───── Extracted records ─────

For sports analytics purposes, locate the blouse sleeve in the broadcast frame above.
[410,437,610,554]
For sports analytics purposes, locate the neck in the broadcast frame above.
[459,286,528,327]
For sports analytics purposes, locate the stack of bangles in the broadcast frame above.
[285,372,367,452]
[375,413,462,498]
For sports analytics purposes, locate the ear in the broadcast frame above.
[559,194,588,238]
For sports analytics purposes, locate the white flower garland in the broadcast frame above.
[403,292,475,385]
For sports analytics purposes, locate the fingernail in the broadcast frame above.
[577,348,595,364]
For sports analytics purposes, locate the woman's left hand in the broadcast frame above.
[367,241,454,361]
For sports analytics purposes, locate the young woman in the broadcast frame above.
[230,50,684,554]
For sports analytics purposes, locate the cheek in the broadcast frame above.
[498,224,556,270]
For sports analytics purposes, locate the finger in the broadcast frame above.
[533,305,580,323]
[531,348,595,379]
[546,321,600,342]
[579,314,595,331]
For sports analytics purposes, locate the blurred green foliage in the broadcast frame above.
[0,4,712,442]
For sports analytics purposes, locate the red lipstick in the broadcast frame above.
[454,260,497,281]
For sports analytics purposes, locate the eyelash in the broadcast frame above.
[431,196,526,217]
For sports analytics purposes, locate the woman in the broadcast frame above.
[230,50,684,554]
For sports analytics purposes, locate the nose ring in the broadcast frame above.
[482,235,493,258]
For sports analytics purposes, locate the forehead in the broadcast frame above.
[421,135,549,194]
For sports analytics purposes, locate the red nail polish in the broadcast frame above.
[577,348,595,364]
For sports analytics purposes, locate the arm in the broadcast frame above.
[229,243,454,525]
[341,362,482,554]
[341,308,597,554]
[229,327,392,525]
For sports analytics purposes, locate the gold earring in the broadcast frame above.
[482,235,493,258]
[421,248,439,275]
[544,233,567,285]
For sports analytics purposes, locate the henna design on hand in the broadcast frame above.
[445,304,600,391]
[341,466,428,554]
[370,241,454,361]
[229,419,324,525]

─────

**Given problem**
Output every line of the items above as a Markdown table with a Row column holding the row number and a Line column holding the line itself. Skip any blank lines.

**Correct response**
| Row | Line |
|---|---|
| 1 | For sports analytics purposes, locate the blouse sleeve in the broadcast frame above. |
| 2 | [410,437,610,554] |
| 3 | For sports analytics purposes, locate the neck in the broadcast frame above. |
| 4 | [459,286,528,327] |
| 5 | For sports analytics purposes, locate the stack of bangles in the broadcast frame above. |
| 6 | [285,372,367,452] |
| 7 | [375,413,462,498] |
| 8 | For sports analytics purposes, locate the ear in the broadcast frame above. |
| 9 | [559,194,588,238] |
| 10 | For sports analytics purposes, locate the white flower garland in the broadcast frame above. |
| 11 | [403,292,475,385] |
| 12 | For sports analytics purposes, locate the fingernail in the broadcast frame above. |
| 13 | [577,348,595,364] |
| 14 | For sports analytics purposes, locate the woman's left hand in the broadcast frame above. |
| 15 | [367,241,454,361] |
| 16 | For sports analytics purposes, locate the young woman in the broadcast frame above. |
| 17 | [230,50,684,554] |
| 18 | For sports analytics purposes, locate the cheek in the broadcast frame above. |
| 19 | [498,224,556,270] |
| 20 | For sports analytics purposes, locate the finger in the broadcast frame above. |
| 21 | [533,305,580,323] |
| 22 | [531,348,595,379] |
| 23 | [546,321,600,342] |
| 24 | [579,314,595,331] |
| 25 | For sports analytics purposes, locate the blurred green foliage in the broadcast frame above. |
| 26 | [0,4,712,442] |
| 27 | For sports analytics purposes, locate the red lipstick in the broadcast frame above. |
| 28 | [454,260,497,281] |
| 29 | For sports analytics purposes, locate the eyelash in the broadcast frame above. |
| 30 | [431,196,526,217] |
| 31 | For sports analytics purposes, locate the woman in the broadcast frame above. |
| 32 | [230,50,684,554] |
| 33 | For sports analytics purposes, locate the nose ring in the broadcast frame above. |
| 34 | [482,235,493,258] |
| 35 | For sports analytics purposes, locate the forehead in the broadcast frame above. |
| 36 | [421,135,549,194] |
| 37 | For sports analytics purposes, locate the red nail polish in the broadcast frame above. |
| 38 | [577,348,595,364] |
| 39 | For sports analytics purposes, locate the arm in the broadcast frame above. |
| 40 | [229,243,454,525] |
| 41 | [341,362,482,554] |
| 42 | [341,308,597,554] |
| 43 | [229,327,392,525] |
| 44 | For sports analytics purposes, locate the gold earring in the broadcast frame above. |
| 45 | [482,235,493,258] |
| 46 | [421,248,439,275] |
| 47 | [544,233,567,285] |
| 48 | For sports analytics purposes, locate the henna design on hand in the broadcast frame above. |
| 49 | [445,304,600,391] |
| 50 | [341,466,428,554] |
| 51 | [370,241,454,361] |
| 52 | [229,419,324,525] |